━━ PROVIDED TEXT

Delivered by: Her Excellency Lana Nusseibeh, Ambassador and Permanent Representative
I’d like to also commend Japan for focusing our attention on this timely topic, and I’d like to thank the DSG, Amina Mohammed, Ambassador Muhammad Abdul Muhith, as well as Diago Ndiaye, for their informative and insightful briefings.
Thirty-one years after the original Agenda for Peace, the UN system still struggles to find sustainable solutions to prevent, or even address, conflicts and growing instability. We also continue to grapple with providing adequate funding and resources for peacebuilding projects. The resolution on financing for peacebuilding, unanimously adopted by the General Assembly in September, is a step in the right direction, but unfortunately not enough to guarantee adequate, predictable, and sustained funding for the critical activities that prevent conflict and their occurrence.
For the UAE, at the heart of peacebuilding and its components lies the human element. We approach peacebuilding through a “people-centered” lens, enabled by an institutional framework that is, of course, inclusive, responsive, and adaptable to emerging needs. This adaptability is key to fostering durable peace and resilience.
With this in mind, I’d like to share the following three recommendations:
First, to sustain peace, we need comprehensive strategies. One of the problems we hear over and over is the impact of piecemeal, incoherent approaches that do not provide the kind of ambitious solutions that countries facing or emerging from conflict need. We do not have to reinvent the wheel, but we do need to mobilize the different tools at our disposal in the UN peacebuilding architecture. Institutions do not exist for the sake of existing; they are here to support communities.

━━━━

TASKS TO COMPLETE:
1. Decide whether each statement agrees with the peacebuilding statement, answering yes or no and quoting the deciding words: (a) The General Assembly adopted the resolution on financing for peacebuilding unanimously in September. (b) The resolution is described as enough to guarantee sustained funding for conflict prevention. (c) The UAE approaches peacebuilding through a "people-centered" lens.
2. According to the peacebuilding statement, how many years have passed since the original Agenda for Peace?
3. Quote the peacebuilding statement word for word, starting at "For the UAE, at" and ending at "peace and resilience.".

━━ MATERIAL PROVIDED

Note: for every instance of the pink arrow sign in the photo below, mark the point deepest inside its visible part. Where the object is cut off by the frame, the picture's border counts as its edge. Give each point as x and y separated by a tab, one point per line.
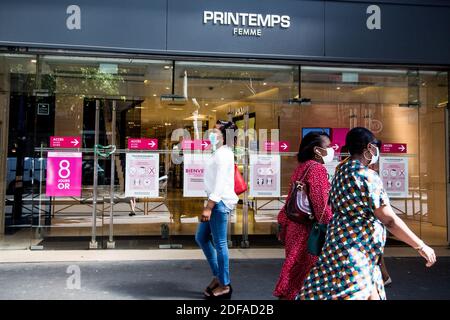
338	138
394	148
142	144
196	144
65	142
282	146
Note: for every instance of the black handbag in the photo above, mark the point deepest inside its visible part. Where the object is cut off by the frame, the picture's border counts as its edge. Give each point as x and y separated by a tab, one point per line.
317	236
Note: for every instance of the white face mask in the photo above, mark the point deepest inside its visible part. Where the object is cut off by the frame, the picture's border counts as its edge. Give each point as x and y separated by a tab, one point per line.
330	155
375	157
213	139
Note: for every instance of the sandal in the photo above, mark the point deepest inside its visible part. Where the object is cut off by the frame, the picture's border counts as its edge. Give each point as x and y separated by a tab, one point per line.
208	291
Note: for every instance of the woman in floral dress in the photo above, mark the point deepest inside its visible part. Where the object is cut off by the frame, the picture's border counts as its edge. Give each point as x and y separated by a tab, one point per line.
348	267
314	152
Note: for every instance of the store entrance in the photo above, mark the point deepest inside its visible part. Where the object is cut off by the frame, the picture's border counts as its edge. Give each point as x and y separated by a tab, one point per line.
108	102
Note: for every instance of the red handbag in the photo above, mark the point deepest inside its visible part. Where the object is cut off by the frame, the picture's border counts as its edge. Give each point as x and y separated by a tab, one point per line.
240	186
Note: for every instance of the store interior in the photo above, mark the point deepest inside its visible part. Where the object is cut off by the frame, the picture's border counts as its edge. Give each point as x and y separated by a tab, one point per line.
155	98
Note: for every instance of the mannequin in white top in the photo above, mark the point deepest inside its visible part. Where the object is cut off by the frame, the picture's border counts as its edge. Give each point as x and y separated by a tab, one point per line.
219	187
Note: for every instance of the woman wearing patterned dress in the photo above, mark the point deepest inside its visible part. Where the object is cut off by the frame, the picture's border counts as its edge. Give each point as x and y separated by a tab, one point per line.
314	151
348	267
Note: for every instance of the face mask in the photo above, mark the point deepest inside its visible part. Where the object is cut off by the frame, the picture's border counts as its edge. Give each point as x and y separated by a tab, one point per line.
329	157
375	157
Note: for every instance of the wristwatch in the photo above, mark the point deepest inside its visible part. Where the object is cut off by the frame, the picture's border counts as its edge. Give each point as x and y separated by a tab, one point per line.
419	248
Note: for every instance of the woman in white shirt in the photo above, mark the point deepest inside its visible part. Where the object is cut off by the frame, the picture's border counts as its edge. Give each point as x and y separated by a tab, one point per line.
219	186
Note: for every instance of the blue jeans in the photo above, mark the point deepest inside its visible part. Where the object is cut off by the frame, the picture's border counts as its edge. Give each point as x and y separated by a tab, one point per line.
216	252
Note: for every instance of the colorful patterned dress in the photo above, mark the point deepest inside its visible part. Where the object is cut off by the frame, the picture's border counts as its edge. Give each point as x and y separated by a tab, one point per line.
298	261
348	267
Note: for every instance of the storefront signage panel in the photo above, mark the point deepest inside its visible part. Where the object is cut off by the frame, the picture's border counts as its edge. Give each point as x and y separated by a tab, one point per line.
142	175
261	27
131	25
406	32
63	174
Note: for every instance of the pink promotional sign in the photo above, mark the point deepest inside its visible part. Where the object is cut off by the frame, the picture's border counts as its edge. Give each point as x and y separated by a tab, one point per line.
65	142
142	144
196	144
282	146
394	148
64	174
338	138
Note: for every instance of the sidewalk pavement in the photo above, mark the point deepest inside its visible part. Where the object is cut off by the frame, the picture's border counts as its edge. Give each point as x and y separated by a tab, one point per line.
183	274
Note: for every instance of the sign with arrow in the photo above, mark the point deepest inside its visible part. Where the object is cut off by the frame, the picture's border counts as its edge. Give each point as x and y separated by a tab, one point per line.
65	142
142	144
394	148
196	144
338	138
281	146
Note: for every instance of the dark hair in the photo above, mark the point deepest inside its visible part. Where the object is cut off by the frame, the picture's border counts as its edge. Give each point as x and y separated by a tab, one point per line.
224	126
358	138
309	142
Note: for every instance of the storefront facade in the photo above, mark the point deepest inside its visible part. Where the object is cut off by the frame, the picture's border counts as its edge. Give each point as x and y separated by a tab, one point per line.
166	70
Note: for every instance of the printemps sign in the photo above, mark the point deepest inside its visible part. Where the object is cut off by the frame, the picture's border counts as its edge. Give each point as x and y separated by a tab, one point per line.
246	24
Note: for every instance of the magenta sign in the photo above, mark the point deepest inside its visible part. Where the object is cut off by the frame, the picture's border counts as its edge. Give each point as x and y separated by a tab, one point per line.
65	142
394	148
338	138
282	146
196	144
142	144
63	174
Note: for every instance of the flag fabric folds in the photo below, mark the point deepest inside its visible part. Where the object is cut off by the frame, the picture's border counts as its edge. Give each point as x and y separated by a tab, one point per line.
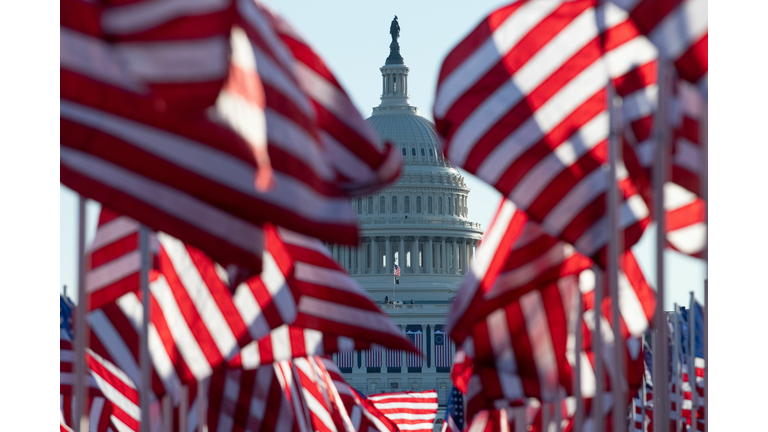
522	104
411	411
133	139
454	413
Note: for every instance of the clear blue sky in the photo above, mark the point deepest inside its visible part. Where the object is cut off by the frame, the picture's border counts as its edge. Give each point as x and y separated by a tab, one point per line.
353	39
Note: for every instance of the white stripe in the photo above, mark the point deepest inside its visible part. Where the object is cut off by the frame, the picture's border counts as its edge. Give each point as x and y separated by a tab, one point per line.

━━━━

WORKED ANSWERS:
1.
(a) Yes: "unanimously adopted by the General Assembly in September"
(b) No: "but unfortunately not enough to guarantee adequate, predictable, and sustained funding"
(c) Yes: "We approach peacebuilding through a “people-centered” lens"

2. Thirty-one years.

3.
For the UAE, at the heart of peacebuilding and its components lies the human element. We approach peacebuilding through a “people-centered” lens, enabled by an institutional framework that is, of course, inclusive, responsive, and adaptable to emerging needs. This adaptability is key to fostering durable peace and resilience.